**Direction:** Could you write out the material below again, swapping every "even-odd" for "nonzero" and keeping everything else the same?

**Data rows:**
----------

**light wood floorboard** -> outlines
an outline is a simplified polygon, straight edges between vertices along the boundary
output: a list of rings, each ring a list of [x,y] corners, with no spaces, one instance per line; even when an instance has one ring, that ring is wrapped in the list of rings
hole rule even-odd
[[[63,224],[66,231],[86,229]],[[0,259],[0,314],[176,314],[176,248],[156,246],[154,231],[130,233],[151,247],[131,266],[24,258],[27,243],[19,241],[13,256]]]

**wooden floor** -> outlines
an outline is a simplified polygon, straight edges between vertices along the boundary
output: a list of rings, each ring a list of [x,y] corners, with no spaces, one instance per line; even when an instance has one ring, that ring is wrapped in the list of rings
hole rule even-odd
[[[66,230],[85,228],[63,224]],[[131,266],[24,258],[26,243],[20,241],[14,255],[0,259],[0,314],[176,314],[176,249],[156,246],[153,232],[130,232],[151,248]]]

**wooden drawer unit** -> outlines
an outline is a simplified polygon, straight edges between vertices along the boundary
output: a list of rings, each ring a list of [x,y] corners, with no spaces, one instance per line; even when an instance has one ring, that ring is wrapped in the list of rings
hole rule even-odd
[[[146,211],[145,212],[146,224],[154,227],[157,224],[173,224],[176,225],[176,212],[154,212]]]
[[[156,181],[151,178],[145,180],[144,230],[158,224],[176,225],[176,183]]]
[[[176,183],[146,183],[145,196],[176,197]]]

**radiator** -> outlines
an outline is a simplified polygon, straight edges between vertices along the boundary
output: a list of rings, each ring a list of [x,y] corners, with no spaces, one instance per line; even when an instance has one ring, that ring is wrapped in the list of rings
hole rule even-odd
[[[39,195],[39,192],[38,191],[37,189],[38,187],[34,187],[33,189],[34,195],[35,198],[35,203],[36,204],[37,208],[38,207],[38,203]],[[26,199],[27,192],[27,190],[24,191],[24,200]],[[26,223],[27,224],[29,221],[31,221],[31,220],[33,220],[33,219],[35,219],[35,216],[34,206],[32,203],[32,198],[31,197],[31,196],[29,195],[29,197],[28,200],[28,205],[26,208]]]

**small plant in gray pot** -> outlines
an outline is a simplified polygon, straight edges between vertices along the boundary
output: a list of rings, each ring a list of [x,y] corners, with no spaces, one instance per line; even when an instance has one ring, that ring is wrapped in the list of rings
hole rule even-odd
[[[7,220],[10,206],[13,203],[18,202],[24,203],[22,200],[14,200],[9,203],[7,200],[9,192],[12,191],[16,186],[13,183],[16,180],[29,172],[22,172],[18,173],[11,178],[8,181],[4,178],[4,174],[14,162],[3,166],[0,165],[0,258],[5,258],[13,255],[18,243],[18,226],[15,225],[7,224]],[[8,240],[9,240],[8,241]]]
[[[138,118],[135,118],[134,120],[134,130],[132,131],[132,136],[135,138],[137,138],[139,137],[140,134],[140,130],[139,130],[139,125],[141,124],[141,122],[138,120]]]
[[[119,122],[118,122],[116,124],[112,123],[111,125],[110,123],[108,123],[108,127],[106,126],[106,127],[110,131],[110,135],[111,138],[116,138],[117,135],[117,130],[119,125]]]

----------

**Result of the exercise:**
**light wood floorboard** -> outlines
an outline is a simplified polygon, straight edges between vertices along the boundary
output: a list of rings, each ring a list of [x,y] corners, with no spaces, one instance per line; even when an instance has one ring, that ring is wrapped in the list of rings
hole rule nonzero
[[[63,224],[66,231],[86,229]],[[0,259],[0,314],[176,314],[176,248],[156,246],[154,231],[130,233],[151,247],[131,266],[24,258],[27,243],[19,241],[13,256]]]

**wooden floor** -> outlines
an outline is a simplified polygon, straight edges between vertices along the boundary
output: a list of rings, each ring a list of [x,y] corners, with no spaces, one instance per line; even when an instance has one ring, that ring is wrapped in the list of rings
hole rule nonzero
[[[66,230],[85,228],[63,224]],[[131,266],[24,258],[26,243],[20,241],[14,255],[0,259],[0,314],[176,314],[176,249],[156,246],[153,232],[130,232],[151,248]]]

**wooden drawer unit** -> outlines
an outline is a simplified polygon, straight edges between vertices along the boundary
output: a list of rings, each ring a list of [x,y] corners, with no spaces, one instance per line; even when an instance has one ring, that ring is wrapped in the list of rings
hole rule nonzero
[[[146,211],[145,212],[146,224],[154,227],[157,224],[173,224],[176,225],[176,212],[154,212]]]
[[[156,181],[151,178],[145,180],[144,230],[158,224],[176,225],[176,183]]]
[[[176,183],[146,183],[145,196],[176,197]]]

**radiator** -> outlines
an outline is a simplified polygon, straight edges between vertices along the boundary
output: a list of rings, each ring a list of [x,y] corners, with no spaces, one instance per line; even when an instance has one ring, that ring is wrapped in the list of rings
hole rule nonzero
[[[39,195],[39,192],[38,191],[37,189],[38,187],[34,187],[33,189],[34,195],[35,198],[35,203],[36,204],[37,208],[38,207],[38,203]],[[26,199],[27,192],[27,190],[24,191],[24,200]],[[26,223],[27,224],[29,221],[31,221],[31,220],[33,220],[33,219],[35,219],[35,216],[34,206],[32,203],[32,198],[31,197],[31,196],[29,195],[29,197],[28,200],[28,205],[26,208]]]

**small plant in gray pot** -> outlines
an outline is a simplified polygon, straight edges between vertices along the boundary
output: a list of rings, each ring a list of [x,y] corners, with no spaces, one instance per line; even when an instance has one ring, that ring is wrapped in the list of rings
hole rule nonzero
[[[7,220],[10,206],[13,203],[18,202],[24,203],[22,200],[14,200],[9,203],[7,200],[9,192],[12,191],[16,186],[13,183],[16,180],[29,172],[22,172],[18,173],[11,178],[8,181],[4,178],[4,174],[14,162],[3,166],[0,165],[0,258],[5,258],[13,255],[18,243],[18,226],[15,225],[7,224]],[[8,240],[9,240],[8,241]]]
[[[138,118],[135,118],[134,120],[134,130],[132,131],[132,136],[135,138],[137,138],[139,137],[140,134],[140,130],[139,130],[139,125],[141,124],[141,122],[138,120]]]
[[[119,122],[118,122],[116,124],[112,123],[111,125],[110,123],[108,123],[108,127],[106,126],[106,127],[110,131],[110,135],[111,138],[116,138],[117,135],[117,130],[119,125]]]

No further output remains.